_SUPPLIED PASSAGE:_
>> BEGIN

How old are the puppies? Our puppy play sessions were supervised by our trainer, with each owner also watching their own pup. When things got intense, we separated them for a quick breather (often just 30 seconds or so) then released them again. If things continued to escalate, game over/nap time. Puppies get tired _very_ fast (even if it doesn’t seem like it) and their impulse control goes down to zero.

For the first 6 months, I’d say they were only playing for about 20 minutes at a time. Eventually it was 30 minutes. Then 45. Now, at 20 months old, Peggy plays for an hour. Anything beyond that and it goes downhill.


----------



## johnboy (Feb 1, 2021)

PeggyTheParti said:


> How old are the puppies? Our puppy play sessions were supervised by our trainer, with each owner also watching their own pup. When things got intense, we separated them for a quick breather (often just 30 seconds or so) then released them again. If things continued to escalate, game over/nap time. Puppies get tired _very_ fast (even if it doesn’t seem like it) and their impulse control goes down to zero.
> 
> For the first 6 months, I’d say they were only playing for about 20 minutes at a time. Eventually it was 30 minutes. Then 45. Now, at 20 months old, Peggy plays for an hour. Anything beyond that and it goes downhill.


Yes we were allowing them to play to long, 1 to 2 hours. I'm glad I asked.


----------

>> END

_PROVIDED MATERIAL:_
>> BEGIN

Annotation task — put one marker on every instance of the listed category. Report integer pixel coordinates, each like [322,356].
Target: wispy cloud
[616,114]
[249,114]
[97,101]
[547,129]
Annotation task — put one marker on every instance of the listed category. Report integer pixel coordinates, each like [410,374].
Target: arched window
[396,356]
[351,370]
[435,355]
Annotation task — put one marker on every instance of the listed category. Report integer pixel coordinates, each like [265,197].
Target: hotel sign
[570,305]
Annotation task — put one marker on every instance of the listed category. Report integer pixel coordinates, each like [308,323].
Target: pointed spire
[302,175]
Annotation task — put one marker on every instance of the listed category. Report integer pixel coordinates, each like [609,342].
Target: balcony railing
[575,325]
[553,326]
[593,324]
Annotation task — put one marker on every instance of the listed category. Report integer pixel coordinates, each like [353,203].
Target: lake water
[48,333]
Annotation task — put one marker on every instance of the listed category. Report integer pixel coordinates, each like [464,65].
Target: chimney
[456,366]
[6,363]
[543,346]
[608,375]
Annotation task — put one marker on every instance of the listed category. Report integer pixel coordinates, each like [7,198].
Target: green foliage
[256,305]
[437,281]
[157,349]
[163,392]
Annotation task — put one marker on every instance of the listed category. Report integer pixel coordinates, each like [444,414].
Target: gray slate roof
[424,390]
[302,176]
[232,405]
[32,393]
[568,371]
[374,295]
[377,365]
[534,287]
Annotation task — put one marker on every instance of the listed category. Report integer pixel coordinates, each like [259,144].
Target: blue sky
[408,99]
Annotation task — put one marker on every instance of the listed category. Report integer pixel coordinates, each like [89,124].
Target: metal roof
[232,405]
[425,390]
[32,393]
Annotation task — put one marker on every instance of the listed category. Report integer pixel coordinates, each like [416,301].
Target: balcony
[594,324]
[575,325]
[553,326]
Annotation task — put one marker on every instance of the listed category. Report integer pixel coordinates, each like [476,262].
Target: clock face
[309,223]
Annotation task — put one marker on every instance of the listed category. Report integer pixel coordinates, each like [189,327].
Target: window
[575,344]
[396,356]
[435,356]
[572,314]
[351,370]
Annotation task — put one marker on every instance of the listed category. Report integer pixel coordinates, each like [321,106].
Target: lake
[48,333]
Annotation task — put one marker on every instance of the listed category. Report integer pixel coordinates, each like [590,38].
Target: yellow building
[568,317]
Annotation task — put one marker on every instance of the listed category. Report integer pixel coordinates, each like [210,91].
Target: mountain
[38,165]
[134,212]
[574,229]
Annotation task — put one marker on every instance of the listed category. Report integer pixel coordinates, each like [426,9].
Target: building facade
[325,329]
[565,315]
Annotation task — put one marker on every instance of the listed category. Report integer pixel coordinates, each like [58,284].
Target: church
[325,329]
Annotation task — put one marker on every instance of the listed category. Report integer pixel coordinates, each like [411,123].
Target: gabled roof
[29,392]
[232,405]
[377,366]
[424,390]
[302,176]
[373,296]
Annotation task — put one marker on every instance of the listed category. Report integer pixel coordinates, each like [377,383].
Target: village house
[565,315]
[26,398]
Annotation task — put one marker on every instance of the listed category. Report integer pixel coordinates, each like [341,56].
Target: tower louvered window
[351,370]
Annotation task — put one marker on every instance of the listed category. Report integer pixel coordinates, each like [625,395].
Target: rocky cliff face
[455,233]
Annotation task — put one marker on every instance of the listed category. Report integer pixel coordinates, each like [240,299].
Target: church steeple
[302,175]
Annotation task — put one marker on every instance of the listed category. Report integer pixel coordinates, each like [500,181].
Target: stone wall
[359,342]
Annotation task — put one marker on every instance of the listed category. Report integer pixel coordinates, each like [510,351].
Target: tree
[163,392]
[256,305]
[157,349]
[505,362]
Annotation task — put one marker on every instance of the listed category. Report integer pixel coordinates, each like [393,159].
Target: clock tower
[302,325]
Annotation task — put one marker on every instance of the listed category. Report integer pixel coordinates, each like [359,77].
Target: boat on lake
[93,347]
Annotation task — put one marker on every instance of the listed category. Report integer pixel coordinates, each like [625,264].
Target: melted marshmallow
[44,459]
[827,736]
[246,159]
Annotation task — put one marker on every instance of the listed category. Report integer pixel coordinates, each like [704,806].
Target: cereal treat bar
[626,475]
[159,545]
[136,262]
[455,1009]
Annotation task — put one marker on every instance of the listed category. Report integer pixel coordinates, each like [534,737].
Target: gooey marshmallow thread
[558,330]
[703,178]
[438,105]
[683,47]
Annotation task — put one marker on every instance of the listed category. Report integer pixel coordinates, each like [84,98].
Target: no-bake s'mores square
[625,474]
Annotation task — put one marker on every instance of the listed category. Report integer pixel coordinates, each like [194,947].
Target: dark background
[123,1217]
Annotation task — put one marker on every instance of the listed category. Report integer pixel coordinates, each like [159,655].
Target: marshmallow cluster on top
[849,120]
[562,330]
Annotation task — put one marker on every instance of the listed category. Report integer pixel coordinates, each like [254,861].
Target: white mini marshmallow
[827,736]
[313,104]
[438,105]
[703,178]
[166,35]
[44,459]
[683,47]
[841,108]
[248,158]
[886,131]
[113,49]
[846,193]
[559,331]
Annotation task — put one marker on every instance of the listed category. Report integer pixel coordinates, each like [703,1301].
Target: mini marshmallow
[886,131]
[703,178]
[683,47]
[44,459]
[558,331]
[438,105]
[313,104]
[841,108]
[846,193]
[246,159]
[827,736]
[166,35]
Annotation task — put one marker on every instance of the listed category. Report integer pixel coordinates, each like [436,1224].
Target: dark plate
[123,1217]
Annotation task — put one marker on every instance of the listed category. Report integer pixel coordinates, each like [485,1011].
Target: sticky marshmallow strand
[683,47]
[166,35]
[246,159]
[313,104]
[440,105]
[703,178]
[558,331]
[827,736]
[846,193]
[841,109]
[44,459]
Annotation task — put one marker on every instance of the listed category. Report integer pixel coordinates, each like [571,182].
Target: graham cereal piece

>> END

_YOUR OBJECTIVE:_ Print the section of the puppy play thread from "## johnboy (Feb" up to and including "glad I asked.". The items above were drawn from a different source than the thread.

_OUTPUT:_
## johnboy (Feb 1, 2021)

PeggyTheParti said:


> How old are the puppies? Our puppy play sessions were supervised by our trainer, with each owner also watching their own pup. When things got intense, we separated them for a quick breather (often just 30 seconds or so) then released them again. If things continued to escalate, game over/nap time. Puppies get tired _very_ fast (even if it doesn’t seem like it) and their impulse control goes down to zero.
> 
> For the first 6 months, I’d say they were only playing for about 20 minutes at a time. Eventually it was 30 minutes. Then 45. Now, at 20 months old, Peggy plays for an hour. Anything beyond that and it goes downhill.


Yes we were allowing them to play to long, 1 to 2 hours. I'm glad I asked.